### SOURCE EXTRACT

============

Well, it was a fun trip, with over 9 ounces of gold found. Even discounting the big nugget I found over an ounce of nuggets, with the largest being 13.8 dwt. Jeff found about an ounce with his largest at 12.2 dwt. Good-sized nuggets remain to be found, and even a few clunkers. Still, the easy pickings are gone, and it will take patient detecting to get results at Ganes Creek now.
There are actually many miles of undetected tailings running upstream above the more recent workings. The areas are generally lightly brushed over, with some large open areas. A few brief exploratory runs into these upper areas have produced no real finds, but the area is vast in extent, and worth attention in the future.
A talk with Doug revealed that next season there will be a lot more work done with bulldozers to make areas "fresh" again. The good news is many worked areas will be rejuvenated in this way. The bad news is you guys that did not dispose of your trash properly... well, it's just going to be there to dig up again. The future at Ganes creek is more likely to be a mixture of working material freshly turned over, and then wandering off searching for those missed areas.
Finally, the detectors themselves. I like the Garrett Infinium LS. It has great bang-for-the-buck in the PI department. Its current lack of accessory coils is the only thing really holding it back at the moment. I see the Infinium as being the machine I will turn to when my normal VLF detectors won't do the trick. Ganes Creek is really not the best area for PI detectors, as the low mineralization and lack of hot rocks means the PI units have no real edge over VLF detectors.

============

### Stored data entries
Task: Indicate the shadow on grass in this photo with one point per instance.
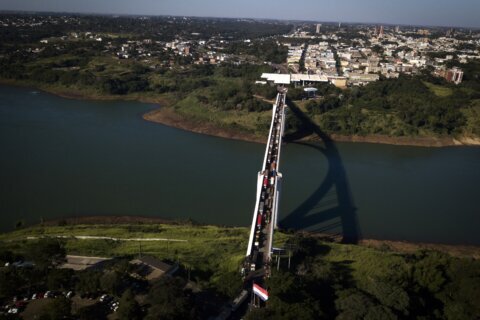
(341, 211)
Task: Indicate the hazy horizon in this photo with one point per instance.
(441, 13)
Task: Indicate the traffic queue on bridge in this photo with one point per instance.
(266, 201)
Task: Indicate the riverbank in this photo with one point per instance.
(109, 225)
(166, 115)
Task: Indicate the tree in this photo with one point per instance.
(46, 252)
(111, 282)
(88, 281)
(168, 300)
(60, 279)
(57, 309)
(128, 308)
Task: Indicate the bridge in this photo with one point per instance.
(265, 215)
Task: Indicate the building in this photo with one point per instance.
(454, 75)
(310, 93)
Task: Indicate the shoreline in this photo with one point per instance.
(457, 250)
(165, 115)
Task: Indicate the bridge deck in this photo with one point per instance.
(264, 219)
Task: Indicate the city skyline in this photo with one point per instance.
(409, 12)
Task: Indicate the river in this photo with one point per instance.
(63, 158)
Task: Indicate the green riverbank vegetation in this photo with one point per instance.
(323, 280)
(165, 61)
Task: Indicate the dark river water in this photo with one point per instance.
(63, 158)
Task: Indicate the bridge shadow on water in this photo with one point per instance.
(330, 208)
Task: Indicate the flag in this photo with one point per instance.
(259, 291)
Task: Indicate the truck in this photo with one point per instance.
(253, 262)
(273, 166)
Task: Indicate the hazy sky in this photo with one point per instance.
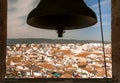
(18, 28)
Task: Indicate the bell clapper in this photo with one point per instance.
(60, 31)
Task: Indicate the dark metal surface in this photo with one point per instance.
(74, 14)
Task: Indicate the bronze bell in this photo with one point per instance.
(61, 15)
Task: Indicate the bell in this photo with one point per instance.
(62, 15)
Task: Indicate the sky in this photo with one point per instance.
(18, 28)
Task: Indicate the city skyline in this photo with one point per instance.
(18, 28)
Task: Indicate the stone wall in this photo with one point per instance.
(116, 38)
(3, 26)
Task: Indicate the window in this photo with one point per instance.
(22, 62)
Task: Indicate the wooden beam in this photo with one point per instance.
(3, 28)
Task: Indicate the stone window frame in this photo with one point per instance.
(115, 48)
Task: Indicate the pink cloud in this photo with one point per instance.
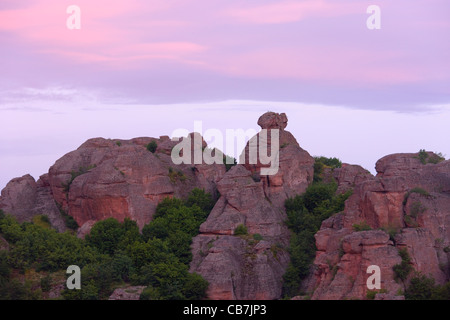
(291, 11)
(337, 64)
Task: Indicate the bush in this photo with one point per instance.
(152, 146)
(229, 162)
(305, 215)
(240, 230)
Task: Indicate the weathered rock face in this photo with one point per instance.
(25, 198)
(242, 267)
(127, 293)
(245, 267)
(296, 166)
(109, 178)
(117, 178)
(407, 199)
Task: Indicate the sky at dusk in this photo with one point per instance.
(146, 68)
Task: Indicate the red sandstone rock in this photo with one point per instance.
(389, 202)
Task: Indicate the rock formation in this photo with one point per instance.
(252, 266)
(406, 206)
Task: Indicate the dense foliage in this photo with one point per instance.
(113, 254)
(305, 215)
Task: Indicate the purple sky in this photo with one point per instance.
(213, 60)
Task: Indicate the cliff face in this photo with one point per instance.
(406, 205)
(252, 266)
(408, 199)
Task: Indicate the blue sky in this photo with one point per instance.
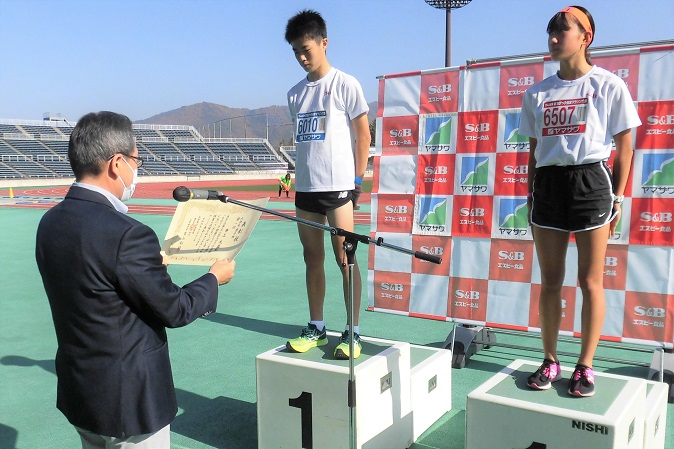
(144, 57)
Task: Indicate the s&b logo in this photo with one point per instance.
(405, 132)
(521, 82)
(392, 287)
(441, 89)
(395, 209)
(653, 312)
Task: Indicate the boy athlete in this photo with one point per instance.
(284, 184)
(332, 137)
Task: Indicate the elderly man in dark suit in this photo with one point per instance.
(112, 298)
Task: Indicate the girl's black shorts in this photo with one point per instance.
(572, 198)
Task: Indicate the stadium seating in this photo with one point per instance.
(32, 148)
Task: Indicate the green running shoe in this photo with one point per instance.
(342, 349)
(311, 337)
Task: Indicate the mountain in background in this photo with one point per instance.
(214, 120)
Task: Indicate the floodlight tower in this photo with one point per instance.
(448, 5)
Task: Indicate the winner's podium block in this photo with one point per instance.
(302, 399)
(655, 422)
(431, 386)
(505, 413)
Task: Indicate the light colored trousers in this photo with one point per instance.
(160, 439)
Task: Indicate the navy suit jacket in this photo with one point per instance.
(111, 301)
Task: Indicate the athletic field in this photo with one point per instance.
(214, 358)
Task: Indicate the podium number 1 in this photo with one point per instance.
(303, 402)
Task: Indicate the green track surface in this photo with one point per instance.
(214, 358)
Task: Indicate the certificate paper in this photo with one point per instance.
(202, 232)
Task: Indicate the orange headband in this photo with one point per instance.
(580, 17)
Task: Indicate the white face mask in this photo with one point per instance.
(128, 191)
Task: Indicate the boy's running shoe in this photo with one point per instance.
(542, 379)
(342, 349)
(311, 337)
(581, 383)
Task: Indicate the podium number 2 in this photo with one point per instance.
(303, 402)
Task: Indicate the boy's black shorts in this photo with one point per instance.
(321, 202)
(572, 198)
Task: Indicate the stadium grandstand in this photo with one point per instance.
(39, 149)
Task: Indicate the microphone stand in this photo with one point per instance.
(350, 244)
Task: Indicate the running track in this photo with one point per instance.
(46, 197)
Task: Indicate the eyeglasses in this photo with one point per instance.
(139, 161)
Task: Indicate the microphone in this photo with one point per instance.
(182, 194)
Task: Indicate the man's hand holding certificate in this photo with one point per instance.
(202, 232)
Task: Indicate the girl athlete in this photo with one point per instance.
(570, 119)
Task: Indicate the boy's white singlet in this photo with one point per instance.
(322, 112)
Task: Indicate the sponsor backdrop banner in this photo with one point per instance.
(450, 179)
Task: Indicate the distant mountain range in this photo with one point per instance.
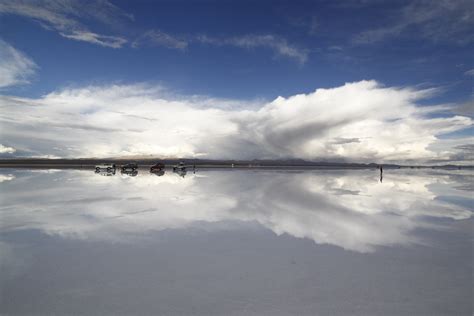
(256, 163)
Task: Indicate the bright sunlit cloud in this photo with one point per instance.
(362, 122)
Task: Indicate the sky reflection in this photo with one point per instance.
(349, 209)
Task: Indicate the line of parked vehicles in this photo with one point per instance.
(131, 169)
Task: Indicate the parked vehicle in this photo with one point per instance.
(105, 167)
(180, 172)
(181, 166)
(158, 173)
(157, 167)
(131, 166)
(130, 172)
(105, 172)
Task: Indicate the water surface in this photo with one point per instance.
(236, 242)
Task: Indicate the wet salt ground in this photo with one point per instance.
(237, 243)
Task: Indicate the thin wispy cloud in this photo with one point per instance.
(64, 17)
(279, 45)
(469, 72)
(434, 20)
(361, 121)
(283, 203)
(6, 149)
(160, 38)
(15, 67)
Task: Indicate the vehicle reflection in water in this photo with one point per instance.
(158, 173)
(238, 242)
(180, 171)
(130, 173)
(350, 209)
(106, 173)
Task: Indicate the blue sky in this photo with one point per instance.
(244, 54)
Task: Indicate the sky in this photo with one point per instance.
(360, 81)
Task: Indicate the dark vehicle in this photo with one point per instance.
(157, 167)
(179, 167)
(105, 167)
(180, 172)
(106, 173)
(129, 167)
(130, 173)
(158, 173)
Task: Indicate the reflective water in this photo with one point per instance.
(237, 242)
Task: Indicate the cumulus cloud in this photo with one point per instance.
(360, 122)
(64, 16)
(435, 20)
(15, 67)
(349, 210)
(279, 45)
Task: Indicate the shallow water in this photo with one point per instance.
(237, 242)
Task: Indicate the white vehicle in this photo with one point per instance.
(107, 167)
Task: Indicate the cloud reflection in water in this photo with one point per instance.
(350, 209)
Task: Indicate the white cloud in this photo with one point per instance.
(160, 38)
(350, 210)
(64, 17)
(6, 149)
(140, 119)
(279, 45)
(15, 67)
(441, 20)
(102, 40)
(469, 72)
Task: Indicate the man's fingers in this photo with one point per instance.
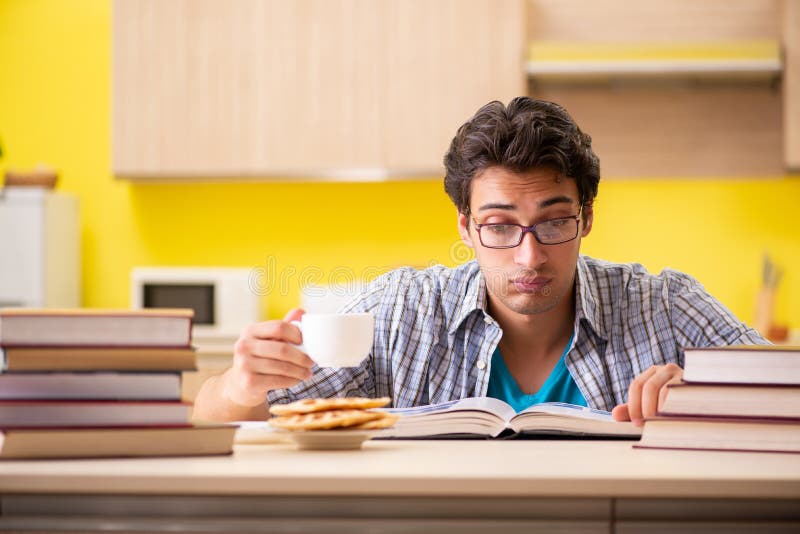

============

### EXERCISE TASKS
1. According to the Ganes Creek trip report, how much did Jeff's largest nugget weigh?
2. Continue the Ganes Creek trip report from its last sentence onward.

### EXPECTED OUTPUTS
1. 12.2 dwt

2.
The White's GMT is slowly becoming my primary nugget detector. I've favored the Fisher Gold Bug 2 the last few years, but the extra versatility of the GMT is causing me to use it more and more. The extra depth on large gold versus the Gold Bug 2 is the big plus at Ganes Creek.
The machine that really wowed both Jeff and I was the White's MXT. It's the first detector I've ever used that I really think "does it all". Now, while it bench tests well on small gold, frankly it does not hold a candle to the GMT when it comes to very small gold under actual field conditions. If small gold is your bread and butter, the GMT or Gold Bug 2 are still the way to go. Not only do the higher frequency detectors have an innate edge, but the manual ground balance offers better control for small gold. The MXT must be auto ground balanced, then "locked". The GB point is then fixed, but it cannot be manually adjusted. The GMT has automatic and manual ground balance, while the Gold Bug 2 is manual only.
But the MXT does do very well on nuggets weighing a few grains or more, and the bigger the gold gets, the less difference there is between the MXT and GMT. Frankly, for nuggets weighing in pennyweights or more, I actually prefer the MXT. It operates smoother than the GMT in mineralized ground, and has depth as good as, and maybe under some circumstances better than, the GMT. It's a great machine for large nugget hunting.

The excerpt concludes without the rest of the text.